# WHAT THE EXERCISE ASKS
Rescale everything from the first of the lines below down to the line containing "[224,444,248,472]", both included. Write out each of those lines, keeping the wording lines unchanged, and multiply every bounding-box coordinate by 1.5, rounding to a whole number with halves going up.

# TASK INPUT
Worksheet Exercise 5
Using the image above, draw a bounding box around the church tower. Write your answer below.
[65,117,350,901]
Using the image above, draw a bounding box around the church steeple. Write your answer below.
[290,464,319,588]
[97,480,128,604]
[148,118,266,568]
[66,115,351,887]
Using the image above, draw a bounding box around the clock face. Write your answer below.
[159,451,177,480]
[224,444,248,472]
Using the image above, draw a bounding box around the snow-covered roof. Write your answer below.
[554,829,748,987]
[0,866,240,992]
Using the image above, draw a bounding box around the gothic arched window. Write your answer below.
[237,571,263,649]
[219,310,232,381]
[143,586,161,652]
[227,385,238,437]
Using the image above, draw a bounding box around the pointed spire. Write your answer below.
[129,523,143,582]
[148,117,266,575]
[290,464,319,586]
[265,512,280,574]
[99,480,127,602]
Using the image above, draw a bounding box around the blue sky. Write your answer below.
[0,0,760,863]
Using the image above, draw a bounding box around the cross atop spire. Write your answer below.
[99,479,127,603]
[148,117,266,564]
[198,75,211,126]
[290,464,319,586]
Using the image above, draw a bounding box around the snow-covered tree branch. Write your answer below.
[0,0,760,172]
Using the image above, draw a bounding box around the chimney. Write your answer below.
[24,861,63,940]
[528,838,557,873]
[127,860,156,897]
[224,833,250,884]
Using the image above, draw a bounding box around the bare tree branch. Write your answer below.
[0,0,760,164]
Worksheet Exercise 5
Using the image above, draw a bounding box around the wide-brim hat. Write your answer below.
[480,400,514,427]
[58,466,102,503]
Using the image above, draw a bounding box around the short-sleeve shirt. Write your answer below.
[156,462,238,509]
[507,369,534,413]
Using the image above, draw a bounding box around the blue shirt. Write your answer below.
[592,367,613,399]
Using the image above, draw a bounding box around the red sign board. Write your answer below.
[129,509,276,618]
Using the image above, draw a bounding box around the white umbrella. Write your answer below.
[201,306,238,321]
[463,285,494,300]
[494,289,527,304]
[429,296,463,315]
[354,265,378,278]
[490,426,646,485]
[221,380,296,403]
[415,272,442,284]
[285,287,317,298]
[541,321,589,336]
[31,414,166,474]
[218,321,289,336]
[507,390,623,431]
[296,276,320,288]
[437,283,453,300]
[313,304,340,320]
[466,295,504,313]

# FINISHED EXERCISE
Worksheet Exercise 5
Using the image above, draw a bounding box around the church tower. Write your answer below.
[98,176,525,1352]
Using the image above, draw a bounding box around the church steeple. Write your answer below.
[435,696,479,882]
[146,720,192,906]
[222,177,399,852]
[99,173,527,1331]
Using the image above, draw a bounding box around the clock face. Write your answer below.
[239,677,266,720]
[336,666,372,708]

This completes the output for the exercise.